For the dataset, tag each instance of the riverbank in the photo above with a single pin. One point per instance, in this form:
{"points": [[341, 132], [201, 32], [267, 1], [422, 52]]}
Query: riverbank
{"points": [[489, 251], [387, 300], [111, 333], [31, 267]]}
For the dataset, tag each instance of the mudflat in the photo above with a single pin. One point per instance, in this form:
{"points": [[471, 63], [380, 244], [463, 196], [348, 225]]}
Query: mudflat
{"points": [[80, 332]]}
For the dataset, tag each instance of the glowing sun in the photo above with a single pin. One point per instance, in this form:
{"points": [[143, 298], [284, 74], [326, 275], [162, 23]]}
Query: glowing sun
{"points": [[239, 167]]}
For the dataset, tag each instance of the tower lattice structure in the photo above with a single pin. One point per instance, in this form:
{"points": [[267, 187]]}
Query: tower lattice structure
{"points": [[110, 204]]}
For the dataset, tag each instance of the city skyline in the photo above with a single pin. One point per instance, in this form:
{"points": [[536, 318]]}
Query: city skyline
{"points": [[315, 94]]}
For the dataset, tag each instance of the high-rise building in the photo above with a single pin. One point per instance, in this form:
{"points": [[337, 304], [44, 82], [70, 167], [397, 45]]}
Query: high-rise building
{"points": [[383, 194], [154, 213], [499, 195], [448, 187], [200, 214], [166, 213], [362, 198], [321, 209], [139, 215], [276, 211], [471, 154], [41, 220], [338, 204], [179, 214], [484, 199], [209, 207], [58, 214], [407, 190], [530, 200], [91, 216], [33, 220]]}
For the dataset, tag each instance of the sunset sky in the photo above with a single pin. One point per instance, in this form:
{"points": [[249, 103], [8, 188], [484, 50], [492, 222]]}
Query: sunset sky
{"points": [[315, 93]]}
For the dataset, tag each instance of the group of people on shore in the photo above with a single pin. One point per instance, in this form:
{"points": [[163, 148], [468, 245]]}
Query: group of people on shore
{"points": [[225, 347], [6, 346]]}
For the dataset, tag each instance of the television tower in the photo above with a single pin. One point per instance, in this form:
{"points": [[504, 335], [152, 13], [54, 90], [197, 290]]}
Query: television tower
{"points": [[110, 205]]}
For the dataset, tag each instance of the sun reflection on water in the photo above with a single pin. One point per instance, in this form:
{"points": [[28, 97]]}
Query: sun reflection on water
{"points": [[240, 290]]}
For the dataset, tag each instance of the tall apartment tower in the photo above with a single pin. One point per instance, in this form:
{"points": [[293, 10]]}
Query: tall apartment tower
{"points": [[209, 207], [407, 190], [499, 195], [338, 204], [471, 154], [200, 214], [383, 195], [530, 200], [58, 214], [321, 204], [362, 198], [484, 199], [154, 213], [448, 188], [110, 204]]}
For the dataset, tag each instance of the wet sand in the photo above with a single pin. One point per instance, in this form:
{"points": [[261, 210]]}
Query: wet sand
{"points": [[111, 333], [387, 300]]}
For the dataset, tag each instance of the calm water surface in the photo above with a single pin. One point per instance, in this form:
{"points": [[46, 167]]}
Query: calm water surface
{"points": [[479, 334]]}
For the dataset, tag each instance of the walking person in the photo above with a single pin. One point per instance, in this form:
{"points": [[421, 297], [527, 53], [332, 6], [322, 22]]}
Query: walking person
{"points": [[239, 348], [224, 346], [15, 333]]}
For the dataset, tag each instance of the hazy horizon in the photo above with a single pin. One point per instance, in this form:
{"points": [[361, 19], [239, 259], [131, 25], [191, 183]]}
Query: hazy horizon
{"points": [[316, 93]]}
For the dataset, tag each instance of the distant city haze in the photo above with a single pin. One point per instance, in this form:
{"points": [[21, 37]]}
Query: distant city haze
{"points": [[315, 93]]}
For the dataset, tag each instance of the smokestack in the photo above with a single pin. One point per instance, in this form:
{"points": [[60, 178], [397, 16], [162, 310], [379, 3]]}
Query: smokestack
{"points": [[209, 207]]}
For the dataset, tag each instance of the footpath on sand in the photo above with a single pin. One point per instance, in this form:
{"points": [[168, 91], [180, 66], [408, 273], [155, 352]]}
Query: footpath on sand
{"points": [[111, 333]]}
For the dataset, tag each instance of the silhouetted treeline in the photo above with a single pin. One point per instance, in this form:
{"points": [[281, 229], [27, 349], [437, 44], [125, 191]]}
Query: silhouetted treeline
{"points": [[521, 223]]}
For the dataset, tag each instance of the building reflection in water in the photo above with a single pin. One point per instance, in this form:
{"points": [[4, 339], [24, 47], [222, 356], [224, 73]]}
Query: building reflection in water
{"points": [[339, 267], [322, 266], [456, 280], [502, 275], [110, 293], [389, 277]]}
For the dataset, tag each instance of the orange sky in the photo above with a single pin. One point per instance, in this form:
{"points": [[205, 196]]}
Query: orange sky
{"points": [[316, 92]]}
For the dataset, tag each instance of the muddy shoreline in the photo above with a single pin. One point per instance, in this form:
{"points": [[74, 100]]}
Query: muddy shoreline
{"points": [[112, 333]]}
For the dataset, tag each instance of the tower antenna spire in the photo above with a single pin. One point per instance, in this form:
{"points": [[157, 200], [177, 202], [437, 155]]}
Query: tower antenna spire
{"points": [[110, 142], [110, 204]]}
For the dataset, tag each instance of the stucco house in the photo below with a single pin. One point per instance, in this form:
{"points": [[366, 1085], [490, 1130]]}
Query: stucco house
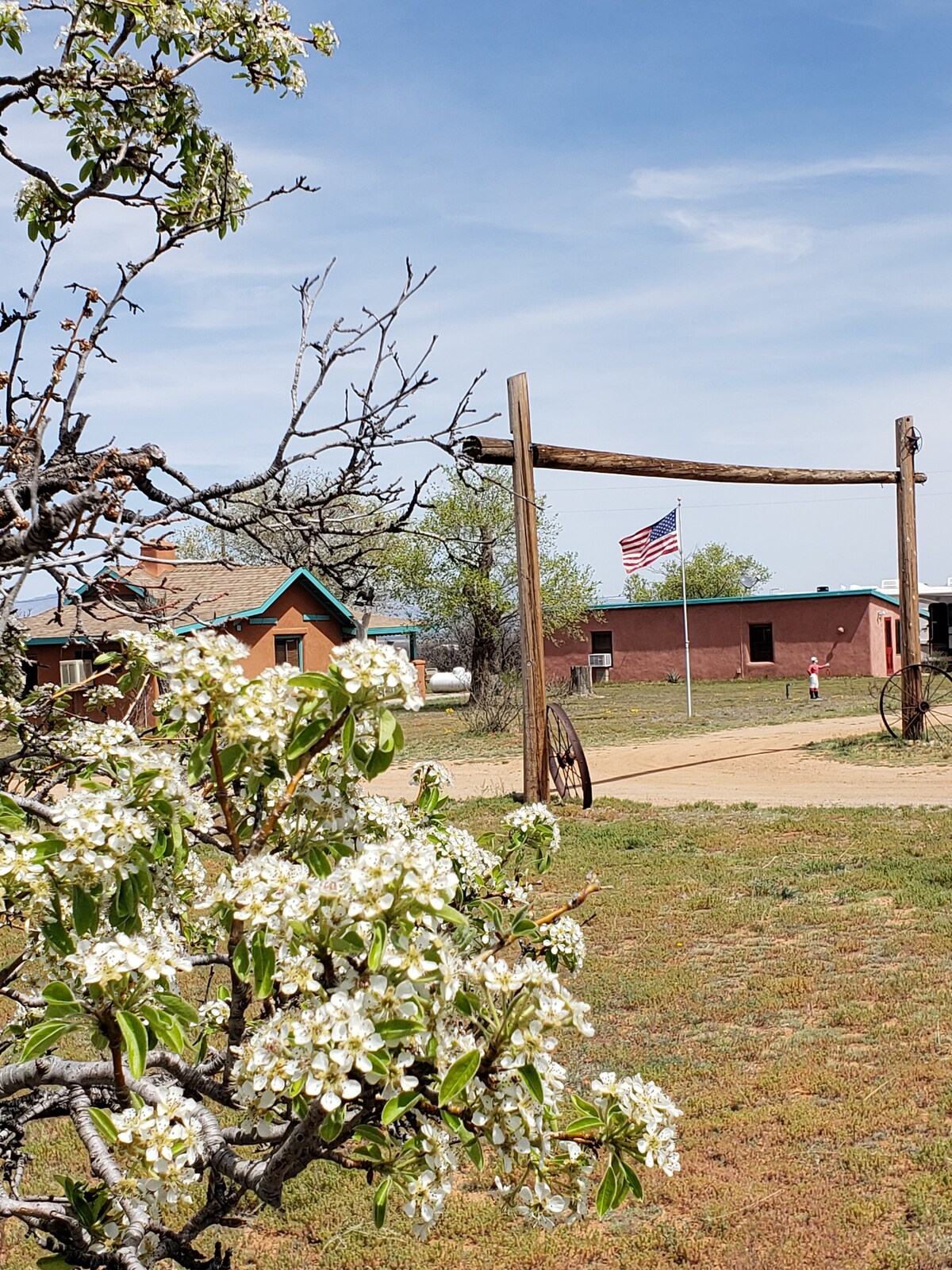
{"points": [[282, 615], [750, 637]]}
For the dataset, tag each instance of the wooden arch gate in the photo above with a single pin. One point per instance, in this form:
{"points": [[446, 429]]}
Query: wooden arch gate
{"points": [[524, 456]]}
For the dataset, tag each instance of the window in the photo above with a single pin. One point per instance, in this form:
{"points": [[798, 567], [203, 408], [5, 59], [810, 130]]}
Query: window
{"points": [[761, 641], [74, 672], [287, 651]]}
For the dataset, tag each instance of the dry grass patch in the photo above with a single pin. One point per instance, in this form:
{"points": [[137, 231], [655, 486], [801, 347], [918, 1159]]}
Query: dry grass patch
{"points": [[786, 976], [879, 749], [622, 713]]}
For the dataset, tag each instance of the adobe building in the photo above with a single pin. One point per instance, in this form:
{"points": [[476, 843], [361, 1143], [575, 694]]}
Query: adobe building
{"points": [[282, 615], [749, 637]]}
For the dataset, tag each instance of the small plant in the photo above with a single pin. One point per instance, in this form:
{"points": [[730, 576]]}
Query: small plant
{"points": [[497, 708]]}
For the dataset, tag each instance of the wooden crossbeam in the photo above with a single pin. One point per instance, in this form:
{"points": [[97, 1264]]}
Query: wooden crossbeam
{"points": [[497, 450]]}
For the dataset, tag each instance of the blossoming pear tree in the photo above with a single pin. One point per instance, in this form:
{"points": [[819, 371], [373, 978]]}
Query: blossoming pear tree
{"points": [[228, 959]]}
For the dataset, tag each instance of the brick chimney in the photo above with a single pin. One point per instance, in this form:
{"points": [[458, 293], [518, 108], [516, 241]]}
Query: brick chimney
{"points": [[158, 558]]}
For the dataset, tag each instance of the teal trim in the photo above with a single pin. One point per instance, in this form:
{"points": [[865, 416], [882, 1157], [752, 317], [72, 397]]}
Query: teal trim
{"points": [[746, 600], [336, 610], [393, 630]]}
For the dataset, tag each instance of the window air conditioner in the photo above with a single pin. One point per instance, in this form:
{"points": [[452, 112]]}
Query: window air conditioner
{"points": [[74, 672]]}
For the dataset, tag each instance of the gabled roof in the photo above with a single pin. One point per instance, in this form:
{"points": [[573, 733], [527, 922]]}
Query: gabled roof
{"points": [[190, 596]]}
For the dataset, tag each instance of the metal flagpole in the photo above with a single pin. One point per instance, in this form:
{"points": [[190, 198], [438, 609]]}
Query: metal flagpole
{"points": [[685, 601]]}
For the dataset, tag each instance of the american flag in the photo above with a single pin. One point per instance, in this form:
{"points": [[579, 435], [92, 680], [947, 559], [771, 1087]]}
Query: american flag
{"points": [[655, 540]]}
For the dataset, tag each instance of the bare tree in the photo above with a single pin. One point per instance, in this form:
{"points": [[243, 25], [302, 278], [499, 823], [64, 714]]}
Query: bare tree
{"points": [[135, 137]]}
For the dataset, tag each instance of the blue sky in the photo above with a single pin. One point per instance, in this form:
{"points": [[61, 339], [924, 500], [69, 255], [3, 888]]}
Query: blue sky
{"points": [[704, 228]]}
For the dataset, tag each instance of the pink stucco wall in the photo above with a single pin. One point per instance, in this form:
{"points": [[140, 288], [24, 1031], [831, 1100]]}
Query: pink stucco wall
{"points": [[649, 641]]}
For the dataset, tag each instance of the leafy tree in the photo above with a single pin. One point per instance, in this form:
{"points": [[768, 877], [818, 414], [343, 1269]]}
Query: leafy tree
{"points": [[120, 95], [228, 962], [710, 572], [457, 572]]}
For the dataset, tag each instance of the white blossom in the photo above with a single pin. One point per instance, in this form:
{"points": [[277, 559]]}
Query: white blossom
{"points": [[380, 671]]}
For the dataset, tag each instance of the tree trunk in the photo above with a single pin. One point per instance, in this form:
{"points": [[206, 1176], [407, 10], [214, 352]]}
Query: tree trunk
{"points": [[486, 656], [581, 685]]}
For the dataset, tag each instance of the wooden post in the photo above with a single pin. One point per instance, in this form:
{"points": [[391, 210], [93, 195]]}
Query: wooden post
{"points": [[533, 667], [907, 446]]}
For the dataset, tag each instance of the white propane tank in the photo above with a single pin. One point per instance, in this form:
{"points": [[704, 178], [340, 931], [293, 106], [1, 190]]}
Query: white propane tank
{"points": [[451, 681]]}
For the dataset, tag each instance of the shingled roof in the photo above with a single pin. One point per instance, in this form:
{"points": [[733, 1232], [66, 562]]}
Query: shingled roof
{"points": [[184, 596]]}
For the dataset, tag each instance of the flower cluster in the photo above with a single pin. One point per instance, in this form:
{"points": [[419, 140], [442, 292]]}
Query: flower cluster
{"points": [[645, 1104], [535, 818], [565, 941], [378, 670], [155, 958], [160, 1146], [431, 772]]}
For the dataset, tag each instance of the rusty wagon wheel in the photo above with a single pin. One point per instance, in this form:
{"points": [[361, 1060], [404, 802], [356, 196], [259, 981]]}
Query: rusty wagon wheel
{"points": [[931, 710], [566, 759]]}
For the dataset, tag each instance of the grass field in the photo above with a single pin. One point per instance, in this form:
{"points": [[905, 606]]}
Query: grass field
{"points": [[786, 977], [622, 713], [879, 747]]}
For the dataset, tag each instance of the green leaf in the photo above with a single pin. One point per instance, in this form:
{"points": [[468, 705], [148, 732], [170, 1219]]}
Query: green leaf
{"points": [[44, 1037], [241, 960], [333, 1124], [315, 683], [305, 740], [200, 756], [613, 1187], [380, 1202], [57, 991], [467, 1003], [460, 1076], [397, 1106], [106, 1127], [532, 1081], [59, 939], [230, 761], [631, 1178], [584, 1124], [86, 912], [262, 965], [378, 945], [183, 1010], [395, 1029], [136, 1041]]}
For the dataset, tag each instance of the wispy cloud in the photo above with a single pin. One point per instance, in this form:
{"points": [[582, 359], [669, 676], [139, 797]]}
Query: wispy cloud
{"points": [[740, 234], [716, 181]]}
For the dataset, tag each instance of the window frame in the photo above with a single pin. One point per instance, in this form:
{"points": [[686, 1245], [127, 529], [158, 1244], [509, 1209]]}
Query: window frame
{"points": [[287, 638], [761, 660]]}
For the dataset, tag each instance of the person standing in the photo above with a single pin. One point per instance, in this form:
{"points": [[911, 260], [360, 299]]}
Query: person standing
{"points": [[814, 672]]}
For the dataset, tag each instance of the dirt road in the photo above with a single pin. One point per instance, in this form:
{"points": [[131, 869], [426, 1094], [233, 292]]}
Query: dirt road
{"points": [[763, 765]]}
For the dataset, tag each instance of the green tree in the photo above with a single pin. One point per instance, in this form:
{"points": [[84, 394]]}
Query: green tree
{"points": [[457, 572], [710, 572]]}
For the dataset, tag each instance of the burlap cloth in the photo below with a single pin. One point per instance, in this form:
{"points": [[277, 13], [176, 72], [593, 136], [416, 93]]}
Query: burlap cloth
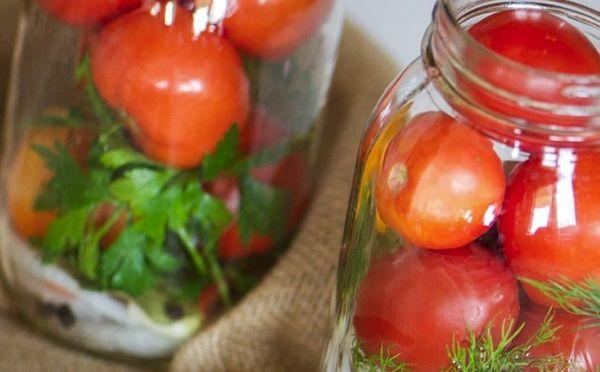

------------

▶ **Work instructions**
Look for the string "cloth" in the listing above and copy every line holding it.

▶ **Response for this exercise**
For the dataset, tag each instance of the burlap cloth in the photo below with a single pin. One point per instance, in this form:
Query: burlap cloth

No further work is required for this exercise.